— SET EXERCISE —
Collect every line in the material below that contains the word "white". Only exact matches in upper and lower case count.

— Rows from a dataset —

------------------------------------

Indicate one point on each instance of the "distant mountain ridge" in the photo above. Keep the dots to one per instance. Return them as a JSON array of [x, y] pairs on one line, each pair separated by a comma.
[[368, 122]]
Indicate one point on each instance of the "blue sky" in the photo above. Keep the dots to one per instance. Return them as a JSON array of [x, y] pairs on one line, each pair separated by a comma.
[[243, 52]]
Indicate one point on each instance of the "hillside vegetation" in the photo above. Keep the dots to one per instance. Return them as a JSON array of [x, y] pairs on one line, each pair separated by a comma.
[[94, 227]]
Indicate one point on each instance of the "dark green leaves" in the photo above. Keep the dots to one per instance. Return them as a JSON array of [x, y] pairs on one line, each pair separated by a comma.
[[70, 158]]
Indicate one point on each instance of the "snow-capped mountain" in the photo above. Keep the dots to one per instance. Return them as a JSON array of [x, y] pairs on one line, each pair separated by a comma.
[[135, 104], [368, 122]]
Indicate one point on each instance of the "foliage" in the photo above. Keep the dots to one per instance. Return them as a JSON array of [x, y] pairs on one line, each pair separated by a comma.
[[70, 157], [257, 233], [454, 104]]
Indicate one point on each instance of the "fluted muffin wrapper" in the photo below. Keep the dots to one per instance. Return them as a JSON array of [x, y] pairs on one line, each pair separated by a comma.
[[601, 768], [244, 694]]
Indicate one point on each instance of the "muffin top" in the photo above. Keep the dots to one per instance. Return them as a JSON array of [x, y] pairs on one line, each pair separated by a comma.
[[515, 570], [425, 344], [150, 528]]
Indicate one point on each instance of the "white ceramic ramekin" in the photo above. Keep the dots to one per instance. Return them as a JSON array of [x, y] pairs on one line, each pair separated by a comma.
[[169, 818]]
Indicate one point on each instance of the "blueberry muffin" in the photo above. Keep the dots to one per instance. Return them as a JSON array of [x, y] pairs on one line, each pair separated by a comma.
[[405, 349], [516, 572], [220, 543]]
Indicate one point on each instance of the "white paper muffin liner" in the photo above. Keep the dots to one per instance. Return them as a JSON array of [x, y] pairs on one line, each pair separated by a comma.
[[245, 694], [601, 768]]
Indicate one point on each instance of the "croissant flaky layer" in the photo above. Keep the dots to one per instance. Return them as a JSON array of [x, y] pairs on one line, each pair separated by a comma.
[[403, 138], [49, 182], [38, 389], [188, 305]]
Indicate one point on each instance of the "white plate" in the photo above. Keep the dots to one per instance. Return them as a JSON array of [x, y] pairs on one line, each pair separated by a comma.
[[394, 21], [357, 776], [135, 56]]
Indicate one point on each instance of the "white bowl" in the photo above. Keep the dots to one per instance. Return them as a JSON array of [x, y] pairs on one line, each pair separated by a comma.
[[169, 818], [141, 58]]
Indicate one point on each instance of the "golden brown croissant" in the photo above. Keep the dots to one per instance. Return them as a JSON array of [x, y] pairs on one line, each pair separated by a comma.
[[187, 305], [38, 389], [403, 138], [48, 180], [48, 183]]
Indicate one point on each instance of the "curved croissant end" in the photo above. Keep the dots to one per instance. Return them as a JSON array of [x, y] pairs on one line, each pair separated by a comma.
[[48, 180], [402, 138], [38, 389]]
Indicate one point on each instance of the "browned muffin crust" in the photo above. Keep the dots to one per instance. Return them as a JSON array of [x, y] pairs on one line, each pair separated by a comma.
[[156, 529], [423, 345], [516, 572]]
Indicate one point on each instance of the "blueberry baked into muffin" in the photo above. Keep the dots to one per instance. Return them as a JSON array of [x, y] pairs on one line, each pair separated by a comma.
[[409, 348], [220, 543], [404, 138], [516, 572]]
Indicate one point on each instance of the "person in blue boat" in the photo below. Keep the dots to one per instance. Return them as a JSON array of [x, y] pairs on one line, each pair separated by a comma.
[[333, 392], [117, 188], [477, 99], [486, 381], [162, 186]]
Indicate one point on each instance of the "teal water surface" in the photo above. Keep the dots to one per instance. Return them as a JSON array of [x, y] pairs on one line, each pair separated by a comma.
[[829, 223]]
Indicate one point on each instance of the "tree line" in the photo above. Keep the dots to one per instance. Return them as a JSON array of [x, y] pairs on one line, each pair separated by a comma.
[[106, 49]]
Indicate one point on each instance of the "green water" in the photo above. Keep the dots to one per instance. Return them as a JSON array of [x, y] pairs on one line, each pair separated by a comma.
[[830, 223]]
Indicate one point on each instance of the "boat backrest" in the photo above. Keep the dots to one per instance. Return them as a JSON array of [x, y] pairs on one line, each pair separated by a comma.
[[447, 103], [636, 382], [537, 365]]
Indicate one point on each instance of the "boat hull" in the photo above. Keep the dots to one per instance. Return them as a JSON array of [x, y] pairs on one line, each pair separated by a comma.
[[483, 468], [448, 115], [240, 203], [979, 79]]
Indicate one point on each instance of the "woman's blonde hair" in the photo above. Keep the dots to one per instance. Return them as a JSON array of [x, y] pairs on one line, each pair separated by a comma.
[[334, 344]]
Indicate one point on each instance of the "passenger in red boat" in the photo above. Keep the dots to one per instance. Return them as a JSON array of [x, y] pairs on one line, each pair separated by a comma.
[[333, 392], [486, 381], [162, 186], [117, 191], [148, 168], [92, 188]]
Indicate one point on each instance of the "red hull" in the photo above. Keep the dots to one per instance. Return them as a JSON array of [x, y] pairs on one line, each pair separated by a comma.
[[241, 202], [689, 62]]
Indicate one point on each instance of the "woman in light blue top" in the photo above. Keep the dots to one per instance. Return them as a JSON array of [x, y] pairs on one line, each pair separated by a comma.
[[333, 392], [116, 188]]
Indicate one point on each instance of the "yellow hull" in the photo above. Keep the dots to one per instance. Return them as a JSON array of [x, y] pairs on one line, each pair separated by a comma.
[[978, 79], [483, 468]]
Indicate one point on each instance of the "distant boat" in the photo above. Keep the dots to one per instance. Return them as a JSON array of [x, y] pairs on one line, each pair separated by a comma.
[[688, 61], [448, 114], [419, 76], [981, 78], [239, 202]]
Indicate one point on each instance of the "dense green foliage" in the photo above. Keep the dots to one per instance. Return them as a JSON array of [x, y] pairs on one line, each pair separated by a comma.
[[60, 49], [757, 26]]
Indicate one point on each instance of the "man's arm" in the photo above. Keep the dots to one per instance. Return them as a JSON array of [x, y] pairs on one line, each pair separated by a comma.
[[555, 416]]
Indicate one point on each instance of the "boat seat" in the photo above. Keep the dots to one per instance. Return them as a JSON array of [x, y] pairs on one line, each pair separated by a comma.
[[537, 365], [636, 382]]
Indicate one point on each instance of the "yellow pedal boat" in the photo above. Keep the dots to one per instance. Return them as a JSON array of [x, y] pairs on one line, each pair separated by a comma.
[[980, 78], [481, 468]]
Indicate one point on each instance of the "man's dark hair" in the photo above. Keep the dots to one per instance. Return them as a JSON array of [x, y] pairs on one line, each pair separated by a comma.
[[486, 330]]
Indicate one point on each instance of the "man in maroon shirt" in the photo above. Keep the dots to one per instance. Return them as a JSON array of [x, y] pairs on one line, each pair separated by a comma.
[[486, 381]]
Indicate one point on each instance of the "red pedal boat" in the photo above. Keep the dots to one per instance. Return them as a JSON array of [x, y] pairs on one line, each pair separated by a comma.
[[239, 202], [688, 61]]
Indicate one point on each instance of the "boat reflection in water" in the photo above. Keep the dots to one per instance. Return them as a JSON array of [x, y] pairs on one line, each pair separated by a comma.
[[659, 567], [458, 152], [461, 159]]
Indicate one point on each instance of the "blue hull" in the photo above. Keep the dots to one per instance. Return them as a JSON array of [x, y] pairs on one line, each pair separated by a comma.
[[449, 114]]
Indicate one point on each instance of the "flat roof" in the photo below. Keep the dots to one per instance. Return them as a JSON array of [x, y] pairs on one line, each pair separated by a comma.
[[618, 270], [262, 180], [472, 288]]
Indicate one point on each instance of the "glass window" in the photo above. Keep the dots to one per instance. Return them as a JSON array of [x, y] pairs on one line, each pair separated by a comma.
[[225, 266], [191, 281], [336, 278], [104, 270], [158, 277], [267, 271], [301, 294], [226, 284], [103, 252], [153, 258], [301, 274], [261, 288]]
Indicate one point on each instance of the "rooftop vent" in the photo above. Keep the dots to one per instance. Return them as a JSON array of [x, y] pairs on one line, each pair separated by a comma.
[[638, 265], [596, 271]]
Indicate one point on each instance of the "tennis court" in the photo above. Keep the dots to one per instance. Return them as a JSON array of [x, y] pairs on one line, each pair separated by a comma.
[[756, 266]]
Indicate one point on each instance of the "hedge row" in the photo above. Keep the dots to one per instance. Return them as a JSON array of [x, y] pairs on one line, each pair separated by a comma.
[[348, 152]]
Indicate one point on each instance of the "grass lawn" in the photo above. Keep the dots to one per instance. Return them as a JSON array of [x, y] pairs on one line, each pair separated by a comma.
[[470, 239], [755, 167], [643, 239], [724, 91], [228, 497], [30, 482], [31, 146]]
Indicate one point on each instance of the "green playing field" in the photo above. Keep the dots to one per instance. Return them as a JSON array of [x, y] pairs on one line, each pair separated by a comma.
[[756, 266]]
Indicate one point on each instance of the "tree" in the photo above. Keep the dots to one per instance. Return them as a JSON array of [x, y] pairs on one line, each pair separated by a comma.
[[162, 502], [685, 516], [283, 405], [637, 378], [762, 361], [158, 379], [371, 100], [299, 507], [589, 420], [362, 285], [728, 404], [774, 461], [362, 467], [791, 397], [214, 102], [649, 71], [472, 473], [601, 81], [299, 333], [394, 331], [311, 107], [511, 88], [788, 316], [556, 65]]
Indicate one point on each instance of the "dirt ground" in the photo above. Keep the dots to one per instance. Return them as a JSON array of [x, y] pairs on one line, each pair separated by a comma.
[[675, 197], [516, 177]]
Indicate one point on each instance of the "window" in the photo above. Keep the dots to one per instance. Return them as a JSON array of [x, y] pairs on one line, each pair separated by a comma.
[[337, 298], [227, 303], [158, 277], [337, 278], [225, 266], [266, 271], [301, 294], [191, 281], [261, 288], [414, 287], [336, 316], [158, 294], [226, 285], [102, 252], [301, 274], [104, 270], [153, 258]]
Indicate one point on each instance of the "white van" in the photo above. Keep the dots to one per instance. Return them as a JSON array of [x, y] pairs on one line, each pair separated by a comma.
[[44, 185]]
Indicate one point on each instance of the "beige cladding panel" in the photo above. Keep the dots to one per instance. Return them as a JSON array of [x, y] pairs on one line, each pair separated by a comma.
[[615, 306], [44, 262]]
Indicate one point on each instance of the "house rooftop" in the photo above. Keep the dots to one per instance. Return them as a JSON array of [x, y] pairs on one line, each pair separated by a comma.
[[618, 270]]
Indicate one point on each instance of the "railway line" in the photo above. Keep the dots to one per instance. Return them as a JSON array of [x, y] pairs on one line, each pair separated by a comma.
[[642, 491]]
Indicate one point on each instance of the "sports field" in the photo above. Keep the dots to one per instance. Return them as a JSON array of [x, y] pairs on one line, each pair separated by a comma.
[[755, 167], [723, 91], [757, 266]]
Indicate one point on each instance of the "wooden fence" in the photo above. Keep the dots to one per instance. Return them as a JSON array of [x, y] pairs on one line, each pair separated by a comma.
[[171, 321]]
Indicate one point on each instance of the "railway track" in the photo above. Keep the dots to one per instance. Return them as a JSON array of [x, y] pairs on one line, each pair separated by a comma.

------------------------------------

— RESULT OF THE EXERCISE —
Indicate one point on each instance of the "white ceramic ramekin" in the photo above. Keep the dots to one per instance. Return them as a JSON array of [x, y] pairs on one line, each pair separated by a comma.
Indicate one point on each instance of the "white paper muffin liner" in the photo above. Keep the dots to one per instance. Return them as a JSON array of [x, y] pairs on one line, each pair separated by a comma.
Indicate one point on each instance of the "white plate" in the photo above. Keep the dots to one per instance. Return them as a JSON array of [x, y] pairs on one line, each pair separated by a comma.
Indicate one point on each instance of the "white bowl" in the photo above. Keep the dots to one per instance. Return them as a JSON array of [x, y] pairs on one line, each pair separated by a comma.
Indicate one point on each instance of the "white van" in the photo above. Keep the dots to one per instance. Return them as a JSON array of [x, y] pairs on one line, each pair separated by a comma.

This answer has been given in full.